Given text:
Chamber President Hunter Hall said the entertainment and quality of life issues are related to community development.

"Many of the same things the youth want, entertainment, retail, bars, nightlife, are some of the things businesses and industry want and pertain to creating a business culture conducive to recruiting and retaining jobs and families to move here," he said.

Local elected officials sought out the survey, which is a promising start, said researcher Ruth Miller, a Massachusetts Institute of Technology graduate and former intern at The Center. Miller compiled the results. The survey was taken over two weeks and had 238 respondents.

One of the most interested findings for Miller was that current and former residents both wanted to see an increase in public transit and bike and walking path options. She said the percentage of people who said they desired public transit options was consistent with the percentage of people in areas that have the most extensive public transit systems.

"This is one of the easiest to plan for, because it’s so infrastructure related," Miller said.

Data lines:
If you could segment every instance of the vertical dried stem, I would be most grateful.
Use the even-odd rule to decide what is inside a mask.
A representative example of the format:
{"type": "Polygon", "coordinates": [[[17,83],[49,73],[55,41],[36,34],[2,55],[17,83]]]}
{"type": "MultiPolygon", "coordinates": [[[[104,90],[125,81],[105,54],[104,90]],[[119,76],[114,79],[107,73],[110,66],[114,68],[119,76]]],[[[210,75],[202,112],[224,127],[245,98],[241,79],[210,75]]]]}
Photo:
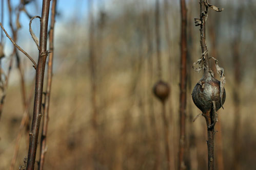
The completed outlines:
{"type": "Polygon", "coordinates": [[[22,119],[21,122],[21,124],[19,125],[19,128],[18,130],[18,135],[16,138],[16,142],[14,149],[14,153],[12,157],[11,165],[10,166],[9,170],[13,170],[14,169],[15,163],[17,159],[17,157],[18,156],[18,150],[19,149],[19,143],[21,142],[21,139],[22,137],[23,130],[26,126],[26,123],[27,122],[28,117],[29,116],[29,104],[32,100],[32,96],[33,94],[33,88],[31,88],[30,94],[29,95],[29,98],[28,99],[26,104],[26,108],[25,109],[23,115],[22,116],[22,119]]]}
{"type": "Polygon", "coordinates": [[[240,59],[240,42],[242,29],[243,7],[240,7],[237,12],[235,20],[235,37],[233,41],[233,64],[234,68],[234,87],[233,89],[233,104],[234,110],[234,129],[233,131],[233,141],[235,141],[233,145],[233,169],[240,169],[240,133],[241,129],[241,106],[239,90],[241,88],[241,64],[240,59]]]}
{"type": "Polygon", "coordinates": [[[40,20],[40,37],[38,59],[35,77],[35,98],[34,109],[31,132],[29,133],[29,148],[28,153],[27,170],[34,169],[36,148],[42,116],[42,102],[44,76],[46,58],[48,52],[47,50],[47,31],[50,0],[43,0],[42,17],[40,20]]]}
{"type": "MultiPolygon", "coordinates": [[[[4,24],[4,0],[1,1],[1,23],[4,24]]],[[[3,31],[1,31],[1,43],[3,43],[3,31]]]]}
{"type": "MultiPolygon", "coordinates": [[[[171,67],[171,37],[170,37],[170,33],[169,31],[169,17],[168,17],[168,12],[169,12],[169,3],[168,0],[165,0],[164,4],[164,14],[165,14],[165,36],[166,38],[166,41],[168,44],[168,59],[169,59],[169,71],[170,71],[169,74],[169,79],[170,79],[170,84],[171,84],[171,81],[172,80],[172,69],[171,67]]],[[[171,94],[171,86],[170,86],[170,94],[171,94]]],[[[171,126],[171,133],[170,136],[171,138],[173,139],[174,137],[174,130],[173,130],[173,118],[172,115],[172,101],[170,98],[171,96],[169,97],[169,112],[170,112],[170,118],[169,118],[169,124],[171,126]]],[[[174,142],[172,142],[172,144],[170,145],[170,160],[171,160],[170,162],[170,166],[171,169],[174,169],[175,168],[175,156],[174,156],[174,142]]]]}
{"type": "Polygon", "coordinates": [[[187,84],[187,9],[185,0],[181,0],[181,83],[180,96],[180,144],[179,169],[186,168],[185,120],[187,84]]]}
{"type": "Polygon", "coordinates": [[[156,55],[157,58],[157,76],[160,79],[162,78],[162,67],[161,67],[161,58],[160,51],[160,33],[159,31],[159,0],[155,1],[155,36],[156,36],[156,55]]]}
{"type": "Polygon", "coordinates": [[[97,160],[98,154],[98,110],[96,104],[96,55],[94,49],[94,23],[93,18],[93,1],[90,1],[89,6],[90,28],[89,31],[89,68],[91,80],[91,101],[92,109],[92,127],[94,135],[94,143],[92,149],[93,165],[95,168],[97,160]]]}
{"type": "MultiPolygon", "coordinates": [[[[212,44],[212,57],[218,59],[217,54],[217,42],[216,39],[216,29],[218,28],[218,22],[216,20],[216,16],[214,17],[213,21],[211,22],[211,24],[209,28],[210,33],[210,39],[212,44]]],[[[213,71],[214,75],[217,75],[216,70],[215,69],[215,66],[211,64],[211,69],[213,71]]],[[[216,129],[218,133],[216,134],[216,143],[218,145],[216,148],[216,164],[217,168],[219,170],[224,169],[223,154],[223,144],[222,144],[222,136],[221,133],[221,119],[220,114],[218,115],[218,123],[216,124],[216,129]]]]}
{"type": "Polygon", "coordinates": [[[165,151],[166,152],[166,157],[167,159],[167,167],[168,169],[169,170],[172,169],[171,166],[171,162],[173,161],[173,160],[171,159],[170,154],[170,147],[169,143],[169,125],[167,121],[167,118],[166,117],[166,112],[165,109],[165,102],[163,102],[162,103],[162,118],[164,122],[164,137],[165,137],[165,151]]]}
{"type": "MultiPolygon", "coordinates": [[[[147,15],[145,16],[144,20],[145,21],[145,25],[146,26],[146,35],[147,41],[147,57],[148,57],[148,70],[149,74],[149,81],[148,84],[149,85],[149,88],[151,88],[153,84],[153,58],[152,58],[152,37],[151,34],[151,27],[150,26],[150,16],[147,15]]],[[[152,94],[151,94],[152,95],[152,94]]],[[[148,96],[148,103],[149,105],[150,110],[150,124],[151,125],[152,132],[153,133],[153,150],[154,153],[155,155],[155,160],[154,163],[154,169],[157,170],[159,169],[160,162],[160,153],[159,144],[159,136],[156,129],[156,121],[154,118],[154,105],[153,98],[151,95],[148,96]]]]}
{"type": "Polygon", "coordinates": [[[39,169],[42,170],[44,167],[44,163],[45,159],[45,154],[47,151],[46,139],[49,122],[49,112],[50,108],[50,96],[52,79],[53,58],[54,55],[54,32],[55,16],[56,14],[56,7],[57,0],[52,0],[52,8],[51,11],[51,25],[49,33],[49,43],[50,51],[49,55],[47,70],[47,83],[46,92],[45,93],[44,107],[43,109],[44,119],[43,120],[43,129],[41,135],[41,143],[40,147],[40,160],[39,161],[39,169]]]}
{"type": "MultiPolygon", "coordinates": [[[[205,42],[206,34],[205,34],[205,19],[206,15],[205,15],[205,6],[204,4],[205,0],[200,0],[200,19],[202,23],[200,25],[200,44],[201,45],[202,53],[204,53],[207,50],[206,43],[205,42]]],[[[205,64],[206,68],[204,69],[204,74],[206,76],[208,76],[209,69],[209,59],[208,54],[206,54],[205,57],[205,64]]],[[[209,170],[214,169],[214,126],[211,128],[208,127],[212,124],[213,120],[211,118],[211,113],[213,109],[211,109],[210,111],[208,111],[204,113],[204,117],[206,120],[206,125],[207,127],[207,147],[208,147],[208,167],[209,170]]]]}

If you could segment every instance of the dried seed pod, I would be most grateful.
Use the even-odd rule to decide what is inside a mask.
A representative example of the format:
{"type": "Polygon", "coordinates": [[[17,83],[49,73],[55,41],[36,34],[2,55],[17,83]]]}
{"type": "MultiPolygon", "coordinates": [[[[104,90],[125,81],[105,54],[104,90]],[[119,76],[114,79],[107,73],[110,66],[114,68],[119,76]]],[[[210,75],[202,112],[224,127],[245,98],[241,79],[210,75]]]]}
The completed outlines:
{"type": "Polygon", "coordinates": [[[170,88],[167,83],[160,80],[154,85],[153,92],[156,98],[164,102],[169,96],[170,88]]]}
{"type": "MultiPolygon", "coordinates": [[[[216,111],[221,106],[220,82],[212,77],[209,72],[208,75],[204,75],[198,82],[193,89],[192,99],[194,104],[203,113],[206,113],[212,108],[212,101],[215,102],[216,111]]],[[[225,89],[222,96],[222,104],[226,99],[225,89]]]]}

Task set:
(1) In the article about the community survey, how many people responded to the survey?
(2) Resume the article about the community survey, starting right after its last sentence.

Answer set:
(1) 238

(2)
She noted that the survey was not scientifically grounded and has built-in biases, since most respondents found it through friends on Facebook. Still, she contends it’s a good starting point for local governments looking for perspective. Many people in their 40s, 50s and 60s also responded, allowing officials to compare the desires of younger and older people, which were sometimes very similar.

"We received a lot of thoughtful, polite and encouraging comments. Some people were thankful for a leadership that would ask them what they wanted. Even just asking was meaningful," Miller said.

One of the bright notes for leaders was that 57 percent of residents who came to Newton County later in life stayed.

Survey results were presented to the Leadership Collaborative at its annual meeting on Saturday. The Leadership Collaborative includes officials from the county and five city governments, the school system, the water and sewerage authority, the chamber and community groups.